*TASK STATEMENT*. Could you quote, exactly as they stand, the lines running from the one with "Mark the treeline with a point." to the final line of the material?

*SUPPLIED INFORMATION*.
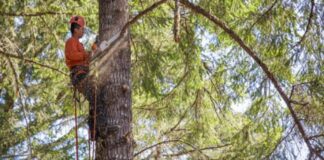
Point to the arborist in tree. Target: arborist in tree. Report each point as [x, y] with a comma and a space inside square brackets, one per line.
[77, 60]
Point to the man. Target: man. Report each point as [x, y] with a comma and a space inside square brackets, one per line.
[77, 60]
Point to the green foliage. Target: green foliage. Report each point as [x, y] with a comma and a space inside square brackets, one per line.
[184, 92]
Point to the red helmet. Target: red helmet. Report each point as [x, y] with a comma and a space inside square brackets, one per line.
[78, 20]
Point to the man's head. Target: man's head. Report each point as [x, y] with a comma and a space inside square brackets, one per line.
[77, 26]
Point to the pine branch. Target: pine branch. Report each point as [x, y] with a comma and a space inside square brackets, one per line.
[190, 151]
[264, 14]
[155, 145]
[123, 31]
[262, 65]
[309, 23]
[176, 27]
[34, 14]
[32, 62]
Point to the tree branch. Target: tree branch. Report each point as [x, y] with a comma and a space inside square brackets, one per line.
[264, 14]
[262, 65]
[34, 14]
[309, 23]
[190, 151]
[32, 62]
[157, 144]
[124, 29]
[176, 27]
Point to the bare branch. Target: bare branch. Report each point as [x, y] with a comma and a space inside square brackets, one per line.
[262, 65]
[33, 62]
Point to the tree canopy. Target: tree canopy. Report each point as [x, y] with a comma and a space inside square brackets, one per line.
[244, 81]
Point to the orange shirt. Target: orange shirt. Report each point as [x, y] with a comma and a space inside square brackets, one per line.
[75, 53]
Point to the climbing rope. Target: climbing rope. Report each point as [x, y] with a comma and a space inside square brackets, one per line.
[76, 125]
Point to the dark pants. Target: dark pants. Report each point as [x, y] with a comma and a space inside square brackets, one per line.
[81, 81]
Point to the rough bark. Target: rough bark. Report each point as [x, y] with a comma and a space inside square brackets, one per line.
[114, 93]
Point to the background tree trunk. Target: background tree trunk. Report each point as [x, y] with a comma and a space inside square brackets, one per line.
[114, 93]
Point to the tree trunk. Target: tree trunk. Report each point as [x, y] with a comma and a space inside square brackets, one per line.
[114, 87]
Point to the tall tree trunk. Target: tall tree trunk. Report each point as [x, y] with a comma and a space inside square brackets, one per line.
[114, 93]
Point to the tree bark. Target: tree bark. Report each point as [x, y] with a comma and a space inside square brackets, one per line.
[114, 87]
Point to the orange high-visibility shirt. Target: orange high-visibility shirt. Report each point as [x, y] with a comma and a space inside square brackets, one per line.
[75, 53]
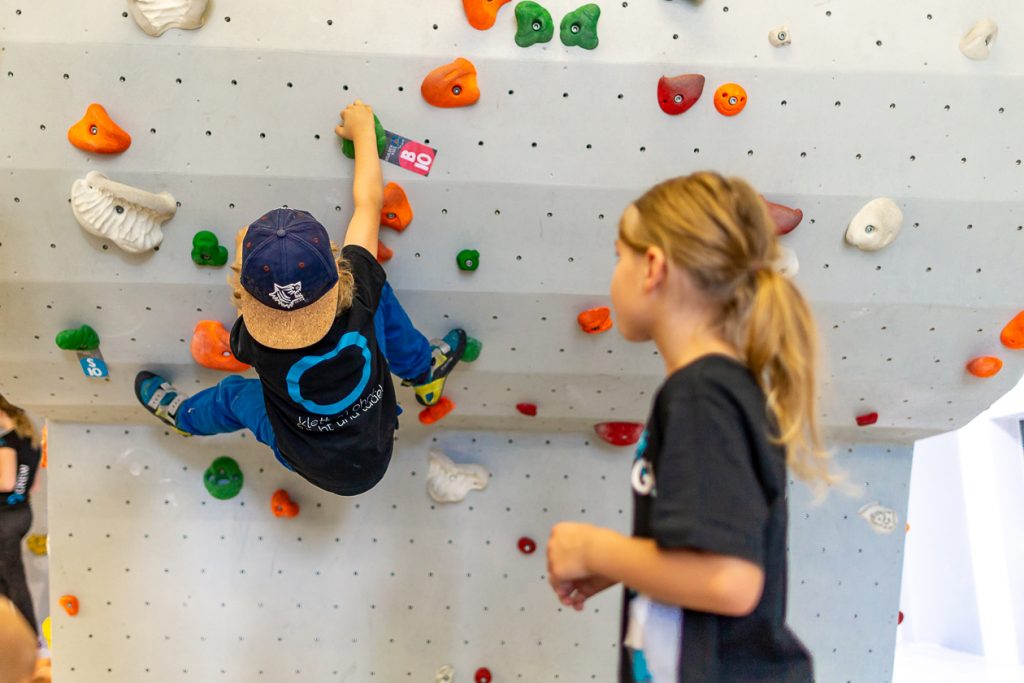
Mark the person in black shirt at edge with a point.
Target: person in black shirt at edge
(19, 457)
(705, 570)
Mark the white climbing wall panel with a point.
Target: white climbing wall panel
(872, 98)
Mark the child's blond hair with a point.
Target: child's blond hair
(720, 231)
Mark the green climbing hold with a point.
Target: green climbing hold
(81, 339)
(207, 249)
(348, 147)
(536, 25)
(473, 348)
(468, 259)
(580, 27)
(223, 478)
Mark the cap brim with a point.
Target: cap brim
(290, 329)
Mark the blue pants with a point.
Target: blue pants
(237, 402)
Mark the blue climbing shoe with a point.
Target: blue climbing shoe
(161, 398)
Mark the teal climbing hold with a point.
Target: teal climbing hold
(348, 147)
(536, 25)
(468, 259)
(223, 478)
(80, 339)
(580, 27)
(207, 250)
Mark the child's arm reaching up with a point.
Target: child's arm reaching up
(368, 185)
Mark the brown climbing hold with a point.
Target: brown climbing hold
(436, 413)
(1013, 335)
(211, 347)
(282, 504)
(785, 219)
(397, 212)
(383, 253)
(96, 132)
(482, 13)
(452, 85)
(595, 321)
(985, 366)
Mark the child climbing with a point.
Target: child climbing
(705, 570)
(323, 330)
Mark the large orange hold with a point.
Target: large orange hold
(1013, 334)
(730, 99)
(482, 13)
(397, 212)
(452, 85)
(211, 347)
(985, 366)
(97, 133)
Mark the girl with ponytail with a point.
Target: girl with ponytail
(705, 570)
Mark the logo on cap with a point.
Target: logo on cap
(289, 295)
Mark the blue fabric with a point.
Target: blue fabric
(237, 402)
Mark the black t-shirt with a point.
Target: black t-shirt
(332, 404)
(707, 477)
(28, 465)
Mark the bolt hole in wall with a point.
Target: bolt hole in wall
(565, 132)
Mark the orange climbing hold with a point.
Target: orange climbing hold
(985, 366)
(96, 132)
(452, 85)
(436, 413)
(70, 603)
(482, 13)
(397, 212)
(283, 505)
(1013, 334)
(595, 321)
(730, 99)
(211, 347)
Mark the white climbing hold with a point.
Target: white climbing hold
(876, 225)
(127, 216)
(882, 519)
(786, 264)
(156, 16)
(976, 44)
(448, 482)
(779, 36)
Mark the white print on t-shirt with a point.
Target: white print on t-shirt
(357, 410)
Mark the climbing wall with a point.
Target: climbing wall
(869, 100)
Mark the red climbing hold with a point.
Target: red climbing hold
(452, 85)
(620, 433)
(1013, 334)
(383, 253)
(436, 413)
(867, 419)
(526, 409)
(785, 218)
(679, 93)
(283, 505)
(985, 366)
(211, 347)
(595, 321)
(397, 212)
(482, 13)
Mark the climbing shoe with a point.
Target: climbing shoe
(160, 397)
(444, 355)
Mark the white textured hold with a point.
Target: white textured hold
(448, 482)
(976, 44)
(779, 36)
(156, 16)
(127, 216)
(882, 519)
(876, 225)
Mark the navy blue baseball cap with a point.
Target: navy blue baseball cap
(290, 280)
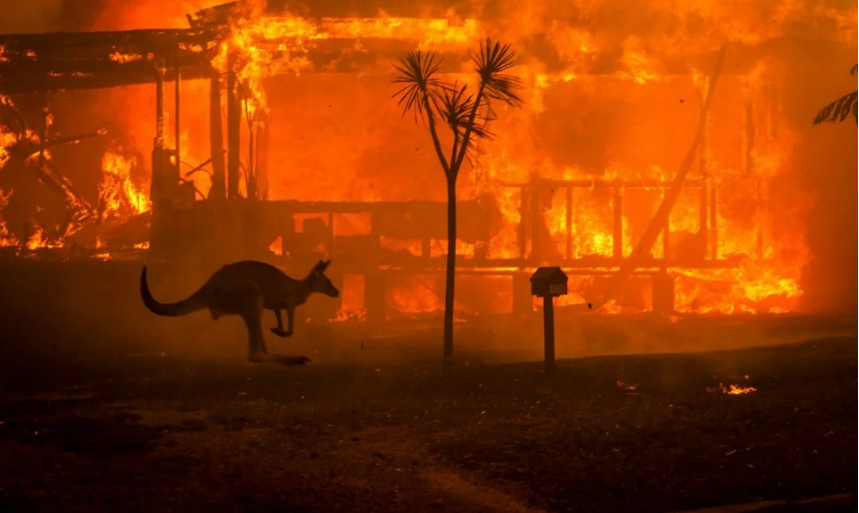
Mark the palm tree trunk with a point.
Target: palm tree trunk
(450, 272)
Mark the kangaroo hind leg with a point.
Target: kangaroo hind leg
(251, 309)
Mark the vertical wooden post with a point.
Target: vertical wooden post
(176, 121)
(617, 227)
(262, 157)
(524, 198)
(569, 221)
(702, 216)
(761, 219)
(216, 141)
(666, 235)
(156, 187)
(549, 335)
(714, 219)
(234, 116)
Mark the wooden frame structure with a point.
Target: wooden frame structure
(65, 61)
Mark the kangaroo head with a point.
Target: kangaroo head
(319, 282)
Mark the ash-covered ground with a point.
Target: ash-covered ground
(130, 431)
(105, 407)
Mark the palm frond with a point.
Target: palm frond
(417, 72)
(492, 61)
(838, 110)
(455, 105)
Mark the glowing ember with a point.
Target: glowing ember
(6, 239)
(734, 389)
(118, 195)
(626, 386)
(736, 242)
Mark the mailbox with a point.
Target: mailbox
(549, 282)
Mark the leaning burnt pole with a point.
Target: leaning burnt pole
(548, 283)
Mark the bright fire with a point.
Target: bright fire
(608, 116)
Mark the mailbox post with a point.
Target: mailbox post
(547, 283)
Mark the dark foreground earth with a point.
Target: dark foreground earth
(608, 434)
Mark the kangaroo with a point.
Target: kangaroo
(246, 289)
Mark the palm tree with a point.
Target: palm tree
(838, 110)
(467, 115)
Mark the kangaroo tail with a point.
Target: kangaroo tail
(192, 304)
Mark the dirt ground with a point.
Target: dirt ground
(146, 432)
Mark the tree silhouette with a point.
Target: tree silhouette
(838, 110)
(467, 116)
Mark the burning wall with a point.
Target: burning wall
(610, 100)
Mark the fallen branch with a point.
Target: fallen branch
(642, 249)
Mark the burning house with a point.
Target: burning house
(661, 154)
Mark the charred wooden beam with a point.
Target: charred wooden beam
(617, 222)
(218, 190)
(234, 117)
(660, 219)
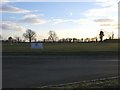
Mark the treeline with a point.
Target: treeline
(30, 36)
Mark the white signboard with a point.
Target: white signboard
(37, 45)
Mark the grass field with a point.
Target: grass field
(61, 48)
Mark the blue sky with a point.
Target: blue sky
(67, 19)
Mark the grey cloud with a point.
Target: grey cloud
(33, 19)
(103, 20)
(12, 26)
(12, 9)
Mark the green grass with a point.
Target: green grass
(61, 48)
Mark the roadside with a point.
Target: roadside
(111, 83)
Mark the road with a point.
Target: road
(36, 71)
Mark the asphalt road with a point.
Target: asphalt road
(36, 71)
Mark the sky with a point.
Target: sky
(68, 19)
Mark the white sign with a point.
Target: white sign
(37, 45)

*OUTPUT OF THE EXERCISE*.
Mark the treeline with a point.
Target: treeline
(30, 36)
Mark the white signboard with a point.
Target: white signboard
(37, 45)
Mark the grass field with a point.
Target: grass field
(61, 48)
Mark the blue sky with a point.
Target: blue sky
(67, 19)
Mark the grey cloud with a point.
Target: grey cloud
(33, 19)
(103, 20)
(12, 26)
(12, 9)
Mark the green grass with a point.
Target: green grass
(61, 48)
Mark the roadside with a point.
Target: roadside
(111, 83)
Mark the road with a point.
Target: road
(36, 71)
Mark the asphalt road with a point.
Target: asphalt road
(36, 71)
Mark the sky with a point.
Target: sky
(68, 19)
Mark the white sign with a point.
Target: white sign
(37, 45)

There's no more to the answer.